→ TAREFA PROPOSTA 1
No texto para leitura, de qual grife é o vestido lavanda mencionado?

→ TEXTO PARA LEITURA

____________________

A artista vem ao Brasil pela segunda vez em quase 20 anos de carreira para um verdadeiro espetáculo, programado para a noite deste sábado, 3, nas areias de Copacabana, no Rio de Janeiro.
E se tem algo, além da apresentação musical, que milhares de fãs aguardam antes mesmo da confirmação desse encontro, é o guarda-roupa que será responsável por "ilustrar" sua performance.
Sem negar inspirações em ícones como Madonna, Michael Jackson, David Bowie e Freddie Mercury, Gaga leva literalmente a premissa de que o ato de vestir-se é, sim, uma forma de expressão.
Não é preciso muito esforço para perceber que a personalidade e o humor da artista são traduzidos pelas suas escolhas fashion. Traçando uma breve trajetória de sua carreira, vemos uma cantora vestida de carne crua que permite diferentes interpretações e, ao mesmo tempo, uma elegante mulher premiada com o Oscar em um vestido preto maximalista de cintura acentuada e quadris volumosos.
Há ainda um grande laço loiro feito com o próprio cabelo e um óculos preto Ray-ban; uma pegada quase romântica, com um cavalo branco e um delicado vestido lavanda (Versace, claro); e uma apoiadora política com sua jaqueta azul-marinho, faille vermelho de seda perfeitamente estruturado e um grande broche de pomba dourado (oi, semiótica!), na posse dos então eleitos Joe Biden e Kamala Harris.

____________________

→ REGISTROS EXIBIDOS
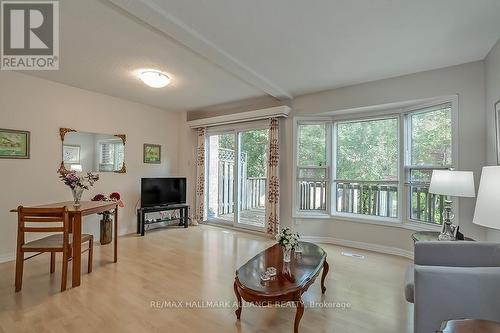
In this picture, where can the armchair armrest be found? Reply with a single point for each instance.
(443, 293)
(457, 254)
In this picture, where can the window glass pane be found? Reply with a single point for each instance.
(425, 206)
(312, 173)
(311, 147)
(377, 199)
(431, 137)
(221, 164)
(311, 195)
(421, 176)
(368, 150)
(253, 177)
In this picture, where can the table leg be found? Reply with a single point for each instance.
(326, 267)
(138, 221)
(186, 214)
(77, 250)
(298, 314)
(143, 223)
(238, 297)
(116, 235)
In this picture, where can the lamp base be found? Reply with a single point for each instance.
(447, 233)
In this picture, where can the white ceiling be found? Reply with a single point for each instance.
(101, 47)
(225, 50)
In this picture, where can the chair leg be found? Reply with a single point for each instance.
(64, 275)
(19, 269)
(52, 262)
(91, 254)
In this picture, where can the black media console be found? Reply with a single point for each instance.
(141, 216)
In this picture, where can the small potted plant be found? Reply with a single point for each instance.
(106, 222)
(78, 183)
(289, 240)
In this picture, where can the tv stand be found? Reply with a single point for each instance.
(141, 216)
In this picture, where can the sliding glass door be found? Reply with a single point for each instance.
(252, 177)
(237, 176)
(221, 170)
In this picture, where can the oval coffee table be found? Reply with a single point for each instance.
(291, 281)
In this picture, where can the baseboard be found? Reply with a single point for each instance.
(7, 257)
(359, 245)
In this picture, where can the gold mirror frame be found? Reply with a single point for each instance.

____________________

→ TAREFA PROPOSTA 2
Conte quantas linhas dos registros contêm a palavra "glass", levando em conta maiúsculas e minúsculas. Responda apenas com o número.

→ RESPOSTA CORRETA 1
Versace.

→ RESPOSTA CORRETA 2
2